Pull every line of the entries that has the word "this".

....................

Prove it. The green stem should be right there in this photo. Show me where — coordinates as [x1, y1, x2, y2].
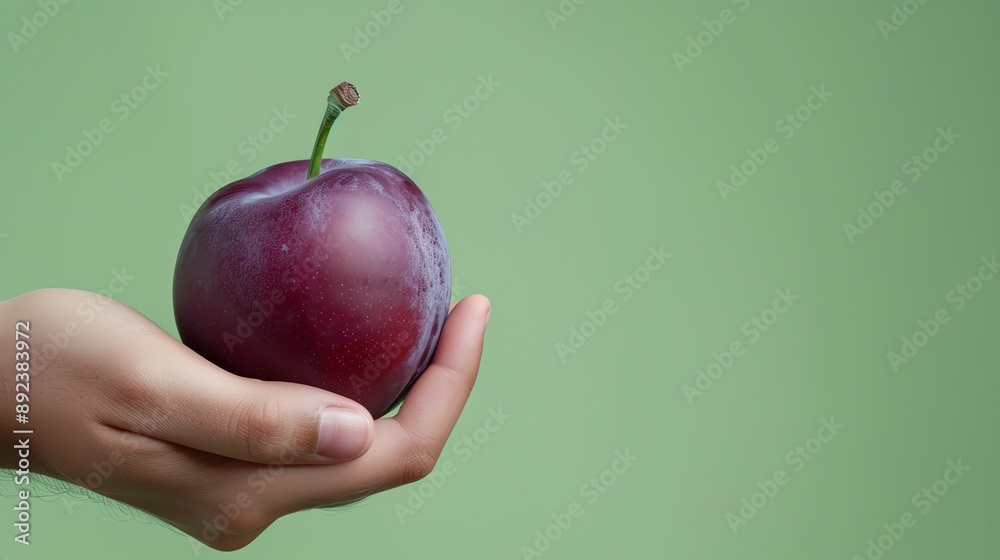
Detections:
[307, 82, 359, 180]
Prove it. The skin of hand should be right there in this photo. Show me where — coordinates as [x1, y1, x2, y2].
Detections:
[0, 288, 490, 551]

....................

■ Answer to the exercise
Prove it. The green stem should be right there in this photo. Show me where — coordinates as [x1, y1, x2, y2].
Prove it. The skin of hand should be right there in this photo. Show me where — coordinates as [x1, y1, x2, y2].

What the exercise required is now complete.